• _Task to complete_: Using the records that appear below, write out exactly the lines from the one with "[point] every instance of the car rear" through the one with "[point] every instance of the white", keeping both end lines.

• _Dataset records_:
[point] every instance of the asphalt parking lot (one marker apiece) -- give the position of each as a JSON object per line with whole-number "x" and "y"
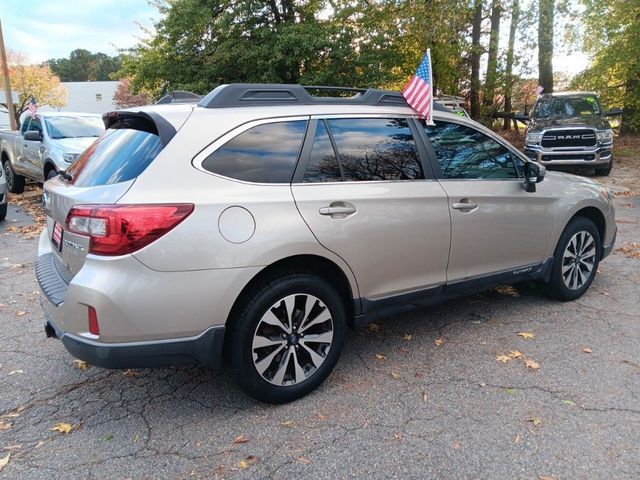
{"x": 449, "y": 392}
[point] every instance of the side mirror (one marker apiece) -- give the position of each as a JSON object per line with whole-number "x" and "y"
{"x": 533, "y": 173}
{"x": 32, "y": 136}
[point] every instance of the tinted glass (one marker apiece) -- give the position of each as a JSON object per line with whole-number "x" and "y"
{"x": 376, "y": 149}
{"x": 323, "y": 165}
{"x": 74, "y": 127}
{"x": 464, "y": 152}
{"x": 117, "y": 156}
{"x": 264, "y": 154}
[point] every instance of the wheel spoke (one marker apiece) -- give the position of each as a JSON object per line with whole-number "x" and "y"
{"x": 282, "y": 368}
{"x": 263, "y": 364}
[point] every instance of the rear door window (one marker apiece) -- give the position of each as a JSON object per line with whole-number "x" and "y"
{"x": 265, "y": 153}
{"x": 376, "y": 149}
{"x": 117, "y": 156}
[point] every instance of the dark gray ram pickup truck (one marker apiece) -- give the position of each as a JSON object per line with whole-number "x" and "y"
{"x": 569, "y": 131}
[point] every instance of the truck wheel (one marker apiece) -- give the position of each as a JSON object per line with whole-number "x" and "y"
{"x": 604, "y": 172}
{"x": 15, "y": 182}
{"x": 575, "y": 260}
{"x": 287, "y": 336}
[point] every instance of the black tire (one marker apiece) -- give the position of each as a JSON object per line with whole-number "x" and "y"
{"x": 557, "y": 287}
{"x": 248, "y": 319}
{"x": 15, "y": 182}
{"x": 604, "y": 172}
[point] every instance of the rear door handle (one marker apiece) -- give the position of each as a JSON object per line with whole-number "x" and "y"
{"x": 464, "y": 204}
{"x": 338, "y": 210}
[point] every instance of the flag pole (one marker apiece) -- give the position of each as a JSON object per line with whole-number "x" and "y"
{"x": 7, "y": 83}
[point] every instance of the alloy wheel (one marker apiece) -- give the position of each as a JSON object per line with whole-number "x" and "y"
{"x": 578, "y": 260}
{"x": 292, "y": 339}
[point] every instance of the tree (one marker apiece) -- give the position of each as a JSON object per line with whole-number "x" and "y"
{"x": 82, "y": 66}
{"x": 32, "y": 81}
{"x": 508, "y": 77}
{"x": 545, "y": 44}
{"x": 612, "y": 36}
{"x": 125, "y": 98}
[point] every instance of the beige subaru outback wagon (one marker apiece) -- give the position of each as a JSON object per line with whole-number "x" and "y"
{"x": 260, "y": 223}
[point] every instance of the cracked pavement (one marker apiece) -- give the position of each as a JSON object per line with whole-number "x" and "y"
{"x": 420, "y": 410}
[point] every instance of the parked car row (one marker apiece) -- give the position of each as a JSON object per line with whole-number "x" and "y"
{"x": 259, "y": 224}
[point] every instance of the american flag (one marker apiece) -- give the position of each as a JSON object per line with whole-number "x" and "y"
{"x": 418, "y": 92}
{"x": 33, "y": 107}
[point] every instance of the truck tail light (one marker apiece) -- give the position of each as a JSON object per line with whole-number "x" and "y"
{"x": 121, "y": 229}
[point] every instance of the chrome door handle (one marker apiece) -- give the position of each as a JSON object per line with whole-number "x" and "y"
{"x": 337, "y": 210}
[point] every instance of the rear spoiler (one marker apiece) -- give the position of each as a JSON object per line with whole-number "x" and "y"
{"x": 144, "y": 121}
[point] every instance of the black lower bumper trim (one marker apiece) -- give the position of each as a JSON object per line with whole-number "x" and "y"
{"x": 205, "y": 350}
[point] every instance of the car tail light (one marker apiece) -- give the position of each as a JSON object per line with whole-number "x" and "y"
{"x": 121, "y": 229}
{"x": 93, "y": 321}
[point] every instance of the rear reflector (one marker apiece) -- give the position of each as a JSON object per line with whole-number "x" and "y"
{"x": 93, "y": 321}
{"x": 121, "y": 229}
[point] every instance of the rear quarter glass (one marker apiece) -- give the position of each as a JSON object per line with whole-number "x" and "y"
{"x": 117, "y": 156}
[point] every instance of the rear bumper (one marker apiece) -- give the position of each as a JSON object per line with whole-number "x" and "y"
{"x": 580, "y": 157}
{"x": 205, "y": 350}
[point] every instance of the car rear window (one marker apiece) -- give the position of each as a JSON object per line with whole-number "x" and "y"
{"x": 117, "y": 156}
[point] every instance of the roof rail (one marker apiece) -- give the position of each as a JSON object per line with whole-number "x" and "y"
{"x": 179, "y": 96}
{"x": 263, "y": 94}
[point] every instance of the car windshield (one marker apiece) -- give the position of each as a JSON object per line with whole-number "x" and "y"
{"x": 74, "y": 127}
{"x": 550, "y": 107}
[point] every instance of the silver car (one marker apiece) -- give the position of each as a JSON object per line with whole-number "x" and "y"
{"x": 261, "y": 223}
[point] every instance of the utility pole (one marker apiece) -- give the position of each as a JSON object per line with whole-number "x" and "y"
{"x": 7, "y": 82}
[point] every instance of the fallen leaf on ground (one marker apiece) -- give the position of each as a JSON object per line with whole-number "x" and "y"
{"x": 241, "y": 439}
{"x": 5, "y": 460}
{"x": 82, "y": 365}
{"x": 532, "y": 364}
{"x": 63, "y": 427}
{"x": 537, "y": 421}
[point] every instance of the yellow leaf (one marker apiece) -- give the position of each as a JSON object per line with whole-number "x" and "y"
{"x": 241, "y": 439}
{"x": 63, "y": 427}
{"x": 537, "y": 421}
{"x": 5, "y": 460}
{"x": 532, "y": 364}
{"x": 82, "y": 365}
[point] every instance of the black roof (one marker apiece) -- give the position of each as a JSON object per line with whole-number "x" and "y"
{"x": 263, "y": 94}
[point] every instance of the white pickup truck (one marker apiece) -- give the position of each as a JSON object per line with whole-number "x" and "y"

* * *

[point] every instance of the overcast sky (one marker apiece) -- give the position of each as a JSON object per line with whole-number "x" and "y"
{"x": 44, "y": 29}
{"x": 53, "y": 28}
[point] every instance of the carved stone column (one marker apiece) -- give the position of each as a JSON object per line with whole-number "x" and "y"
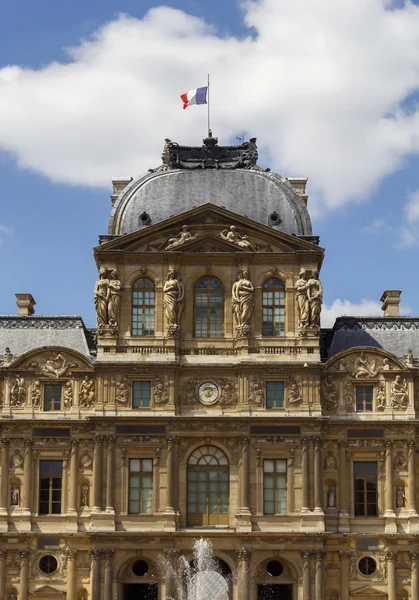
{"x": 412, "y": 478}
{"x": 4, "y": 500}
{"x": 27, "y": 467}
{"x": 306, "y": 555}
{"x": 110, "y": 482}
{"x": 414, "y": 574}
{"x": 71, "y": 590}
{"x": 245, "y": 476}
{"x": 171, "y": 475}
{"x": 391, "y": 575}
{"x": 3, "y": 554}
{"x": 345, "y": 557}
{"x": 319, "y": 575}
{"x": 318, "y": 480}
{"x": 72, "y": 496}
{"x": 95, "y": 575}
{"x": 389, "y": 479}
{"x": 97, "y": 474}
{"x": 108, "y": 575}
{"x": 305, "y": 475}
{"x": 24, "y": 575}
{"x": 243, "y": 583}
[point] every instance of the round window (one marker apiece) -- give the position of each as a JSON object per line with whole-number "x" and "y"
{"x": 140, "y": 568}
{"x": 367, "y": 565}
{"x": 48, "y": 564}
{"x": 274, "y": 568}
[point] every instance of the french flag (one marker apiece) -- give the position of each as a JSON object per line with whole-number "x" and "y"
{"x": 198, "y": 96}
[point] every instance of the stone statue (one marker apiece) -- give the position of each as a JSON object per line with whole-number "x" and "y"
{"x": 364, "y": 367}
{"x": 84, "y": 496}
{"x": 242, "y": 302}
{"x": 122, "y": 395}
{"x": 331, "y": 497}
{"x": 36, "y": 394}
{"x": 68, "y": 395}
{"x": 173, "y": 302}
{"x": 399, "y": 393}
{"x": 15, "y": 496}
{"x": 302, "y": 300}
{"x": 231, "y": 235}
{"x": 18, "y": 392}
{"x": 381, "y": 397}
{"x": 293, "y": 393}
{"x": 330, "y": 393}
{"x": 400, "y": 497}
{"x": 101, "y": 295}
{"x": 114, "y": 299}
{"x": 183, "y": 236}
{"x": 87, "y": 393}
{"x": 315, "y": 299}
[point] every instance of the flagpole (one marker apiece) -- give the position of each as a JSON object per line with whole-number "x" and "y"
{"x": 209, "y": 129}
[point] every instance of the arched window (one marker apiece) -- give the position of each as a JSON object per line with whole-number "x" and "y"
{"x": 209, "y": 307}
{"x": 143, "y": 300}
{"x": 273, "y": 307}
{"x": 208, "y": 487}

...

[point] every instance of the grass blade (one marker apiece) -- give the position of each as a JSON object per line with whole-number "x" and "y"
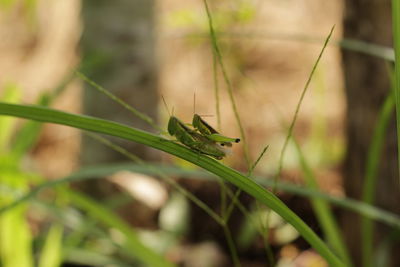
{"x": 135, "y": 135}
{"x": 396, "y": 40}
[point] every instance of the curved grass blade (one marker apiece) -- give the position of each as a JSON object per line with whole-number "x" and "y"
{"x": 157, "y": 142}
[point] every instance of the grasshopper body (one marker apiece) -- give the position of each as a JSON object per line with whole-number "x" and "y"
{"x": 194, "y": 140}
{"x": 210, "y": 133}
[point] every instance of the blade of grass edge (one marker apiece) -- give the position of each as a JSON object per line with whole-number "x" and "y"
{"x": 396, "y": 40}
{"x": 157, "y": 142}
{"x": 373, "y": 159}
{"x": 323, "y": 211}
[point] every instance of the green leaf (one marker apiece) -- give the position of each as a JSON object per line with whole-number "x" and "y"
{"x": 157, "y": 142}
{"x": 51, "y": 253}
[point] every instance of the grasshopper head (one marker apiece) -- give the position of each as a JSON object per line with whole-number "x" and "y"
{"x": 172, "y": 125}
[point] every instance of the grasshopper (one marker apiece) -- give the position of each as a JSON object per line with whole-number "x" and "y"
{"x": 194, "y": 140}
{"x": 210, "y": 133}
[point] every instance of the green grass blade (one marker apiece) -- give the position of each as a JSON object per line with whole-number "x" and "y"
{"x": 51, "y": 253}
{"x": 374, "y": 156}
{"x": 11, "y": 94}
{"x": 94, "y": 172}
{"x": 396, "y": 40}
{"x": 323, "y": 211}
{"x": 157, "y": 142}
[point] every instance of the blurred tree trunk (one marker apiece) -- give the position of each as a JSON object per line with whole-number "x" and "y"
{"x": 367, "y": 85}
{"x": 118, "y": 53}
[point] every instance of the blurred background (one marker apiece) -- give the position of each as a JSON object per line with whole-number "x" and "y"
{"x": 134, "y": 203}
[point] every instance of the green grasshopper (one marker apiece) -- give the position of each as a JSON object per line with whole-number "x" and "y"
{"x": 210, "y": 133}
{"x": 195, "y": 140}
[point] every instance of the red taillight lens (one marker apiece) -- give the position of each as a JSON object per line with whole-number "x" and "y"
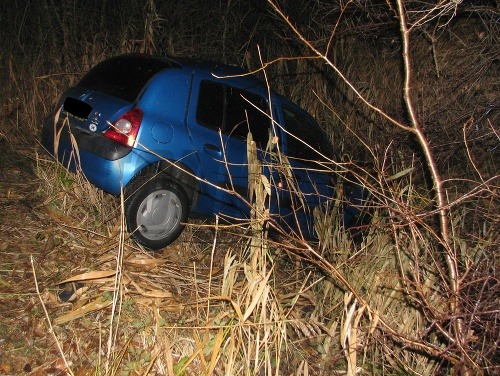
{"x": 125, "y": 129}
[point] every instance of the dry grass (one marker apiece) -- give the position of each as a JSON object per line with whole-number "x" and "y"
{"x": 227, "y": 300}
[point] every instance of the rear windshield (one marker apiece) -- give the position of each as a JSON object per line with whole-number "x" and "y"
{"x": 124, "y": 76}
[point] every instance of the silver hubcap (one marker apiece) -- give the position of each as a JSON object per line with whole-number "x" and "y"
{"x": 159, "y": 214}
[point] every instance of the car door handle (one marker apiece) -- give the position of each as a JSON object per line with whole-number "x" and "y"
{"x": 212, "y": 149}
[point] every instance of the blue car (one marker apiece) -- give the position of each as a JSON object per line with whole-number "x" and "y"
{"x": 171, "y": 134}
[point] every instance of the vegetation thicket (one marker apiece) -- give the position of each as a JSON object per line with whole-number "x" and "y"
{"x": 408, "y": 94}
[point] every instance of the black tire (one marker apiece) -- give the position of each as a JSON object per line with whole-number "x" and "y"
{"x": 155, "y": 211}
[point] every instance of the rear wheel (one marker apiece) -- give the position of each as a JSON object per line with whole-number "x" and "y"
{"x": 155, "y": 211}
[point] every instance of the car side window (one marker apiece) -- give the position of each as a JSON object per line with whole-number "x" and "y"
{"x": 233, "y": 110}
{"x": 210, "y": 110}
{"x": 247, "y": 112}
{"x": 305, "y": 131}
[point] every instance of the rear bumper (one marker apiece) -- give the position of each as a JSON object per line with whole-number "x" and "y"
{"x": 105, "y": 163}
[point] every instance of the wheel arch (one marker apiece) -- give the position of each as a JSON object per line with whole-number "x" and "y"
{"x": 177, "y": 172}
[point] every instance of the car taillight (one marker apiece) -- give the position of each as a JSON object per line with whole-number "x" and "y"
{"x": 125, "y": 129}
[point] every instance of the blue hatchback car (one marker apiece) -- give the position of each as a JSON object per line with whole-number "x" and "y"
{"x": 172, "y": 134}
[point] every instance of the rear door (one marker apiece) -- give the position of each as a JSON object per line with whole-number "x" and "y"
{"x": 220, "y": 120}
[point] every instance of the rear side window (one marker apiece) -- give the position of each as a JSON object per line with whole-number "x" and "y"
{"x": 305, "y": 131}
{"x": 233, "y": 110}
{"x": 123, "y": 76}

• _Finished exercise_:
[point] every instance of the car rear window (one marker apiece) -- give the position of each as a JSON object per line with whole-number "x" and "y"
{"x": 117, "y": 156}
[point] every instance of the roof rail (one marker apiece) -- give the position of each as a JSON object per line with whole-number "x" and "y"
{"x": 179, "y": 96}
{"x": 263, "y": 94}
[point] every instance of the car windshield (one marker apiece) -- give the position of each as a JSON object per line with whole-number "x" and "y"
{"x": 74, "y": 127}
{"x": 550, "y": 107}
[point] every instance of the silver car (one marker apiece) -- give the position of each as a JSON object per line with whole-number "x" and "y"
{"x": 261, "y": 223}
[point] every instance of the utility pole (one marker apiece) -- give the position of each as a JSON object per line with whole-number "x" and "y"
{"x": 7, "y": 82}
[point] every instance of the fallen leaf on ground (one marker apiece) -- give the position of each as a JSON object per line with whole-number "x" and "y"
{"x": 241, "y": 439}
{"x": 5, "y": 460}
{"x": 82, "y": 365}
{"x": 532, "y": 364}
{"x": 63, "y": 427}
{"x": 537, "y": 421}
[point] every instance of the yellow leaf (one marker apiece) -- give the position of each as a JSON object per line with whole-number "x" and "y"
{"x": 241, "y": 439}
{"x": 63, "y": 427}
{"x": 537, "y": 421}
{"x": 5, "y": 460}
{"x": 532, "y": 364}
{"x": 82, "y": 365}
[point] every instance of the black roof (one marker apiece) -- give the position of each as a JSON object per line with whole-number "x" and "y"
{"x": 263, "y": 94}
[point] every instance of the white pickup truck (one marker apiece) -- give the position of each as a JSON object per line with whole-number "x" and "y"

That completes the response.